** Opening Entries shown block **
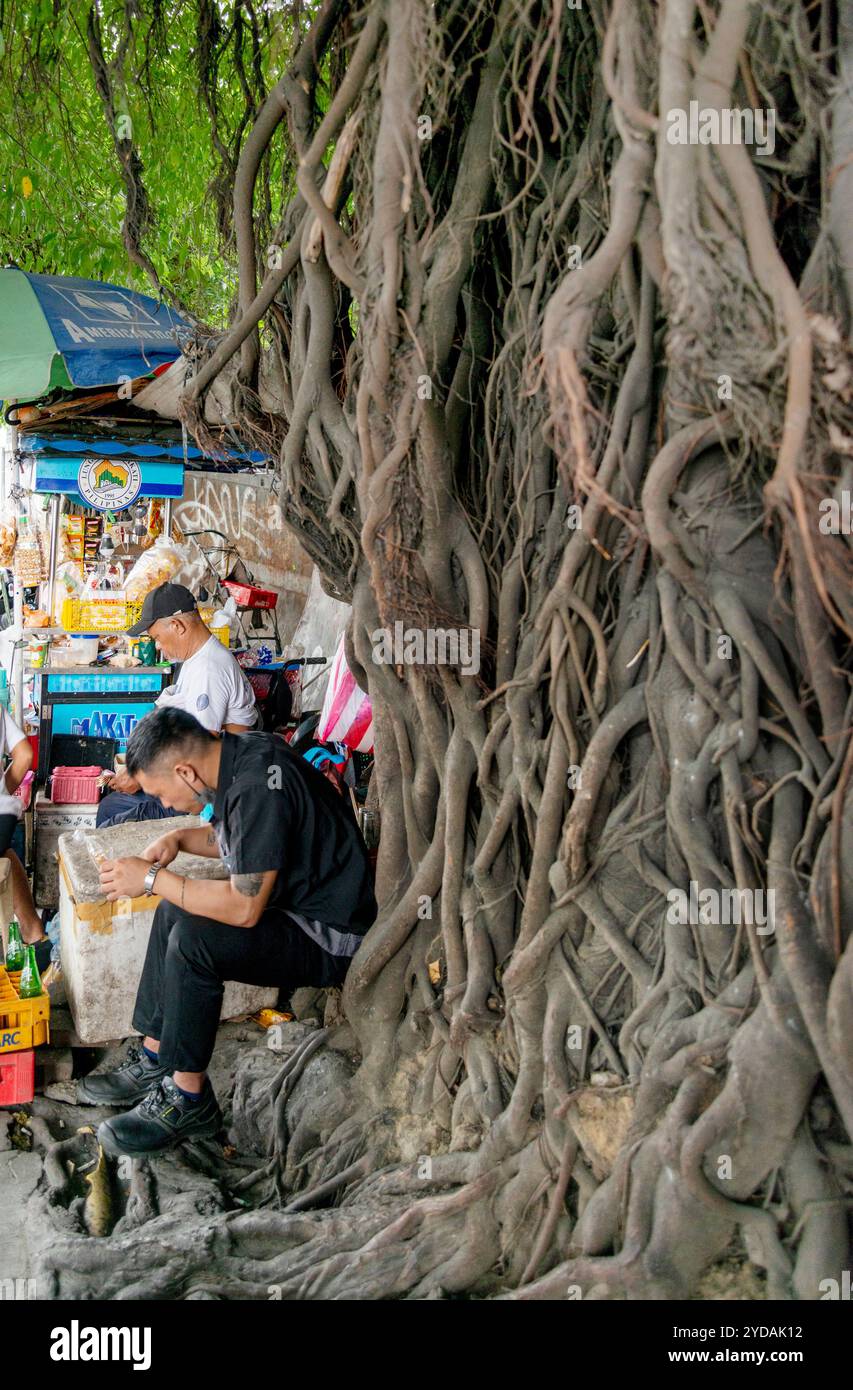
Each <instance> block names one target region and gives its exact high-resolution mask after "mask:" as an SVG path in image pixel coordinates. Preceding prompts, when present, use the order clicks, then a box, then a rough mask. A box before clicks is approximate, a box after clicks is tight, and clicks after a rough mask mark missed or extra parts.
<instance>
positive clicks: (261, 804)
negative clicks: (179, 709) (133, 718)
mask: <svg viewBox="0 0 853 1390" xmlns="http://www.w3.org/2000/svg"><path fill="white" fill-rule="evenodd" d="M214 826H215V831H217V837H218V840H220V849H221V852H222V862H224V863H225V867H226V869H228V872H229V873H231V874H247V873H268V872H270V870H271V869H275V870H276V872H278V877H276V880H275V884H274V888H272V895H271V898H270V906H271V908H279V909H283V910H286V912H289V913H290V915H292V916H293V917H295V919H296V922H299V924H300V926H303V927H304V929H306V930H307V931H308V934H310V935H313V937H314V938H315V940H318V941H320V944H321V945H324V947H325V948H326V949H328V951H331V952H332V954H333V955H350V954H351V951H354V949H356V947H357V940H356V941H350V942H349V945H347V940H346V938H347V937H353V935H354V937H356V938H361V937H363V935H364V934H365V931H367V929H368V927H370V926H371V923H372V922H374V919H375V916H376V899H375V898H374V888H372V881H371V873H370V865H368V858H367V849H365V847H364V841H363V838H361V834H360V833H358V827H357V826H356V820H354V817H353V815H351V810H350V806H349V805H347V803H346V802H345V799H343V796H342V795H340V792H339V791H336V790H335V787H332V784H331V783H329V781H326V778H325V777H324V776H322V773H318V771H317V770H315V769H314V767H311V765H310V763H307V762H306V760H304V758H300V756H299V755H297V753H295V752H292V751H290V748H289V746H288V744H286V742H285V741H283V738H279V737H276V735H275V734H261V733H257V734H256V733H250V734H222V760H221V763H220V777H218V783H217V795H215V801H214ZM321 924H322V926H324V927H326V929H331V930H329V931H328V933H324V931H320V933H318V930H317V929H318V927H321Z"/></svg>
** Closing Entries shown block **
[Work item]:
Repeat the records in full, exactly as they appear, but with the pictures removed.

[Answer to this problem]:
Each <instance> block names one target region and gives its exact high-resolution mask after "mask:" as an SVG path in image pixel coordinates. Preceding prompts, when present, use the order clicks, then a box, then a rough mask. A box before clicks is approximate, a box after clicks is tight, and clicks after a rough mask mark missed or extra parts.
<instance>
positive clicks: (261, 804)
negative clicks: (179, 709) (133, 718)
mask: <svg viewBox="0 0 853 1390" xmlns="http://www.w3.org/2000/svg"><path fill="white" fill-rule="evenodd" d="M214 826H215V831H217V837H218V840H220V849H221V852H222V862H224V863H225V867H226V869H228V872H229V873H231V874H247V873H268V872H270V870H271V869H275V870H276V872H278V877H276V880H275V884H274V888H272V895H271V898H270V906H271V908H279V909H283V910H286V912H289V913H290V915H292V916H293V917H295V919H296V922H299V924H300V926H303V927H304V929H306V930H307V931H308V934H310V935H313V937H314V938H315V940H318V941H320V944H321V945H324V947H325V948H326V949H328V951H331V952H332V954H333V955H350V954H351V951H354V949H356V947H357V940H356V941H350V942H349V945H347V940H346V938H347V937H353V935H354V937H356V938H361V937H363V935H364V934H365V931H367V929H368V927H370V926H371V923H372V922H374V919H375V916H376V899H375V898H374V888H372V881H371V873H370V865H368V858H367V849H365V847H364V841H363V838H361V834H360V833H358V827H357V826H356V820H354V817H353V815H351V810H350V806H349V805H347V803H346V802H345V799H343V796H342V795H340V792H339V791H336V790H335V787H332V784H331V783H329V781H326V778H325V777H324V776H322V773H318V771H317V770H315V769H314V767H311V765H310V763H307V762H306V760H304V758H300V756H299V755H297V753H295V752H292V751H290V748H289V746H288V744H286V742H285V741H283V738H279V737H276V735H275V734H261V733H257V734H256V733H250V734H222V760H221V763H220V777H218V783H217V795H215V801H214ZM321 924H322V926H324V927H326V929H331V930H329V931H328V933H324V931H320V933H318V930H317V929H318V927H321Z"/></svg>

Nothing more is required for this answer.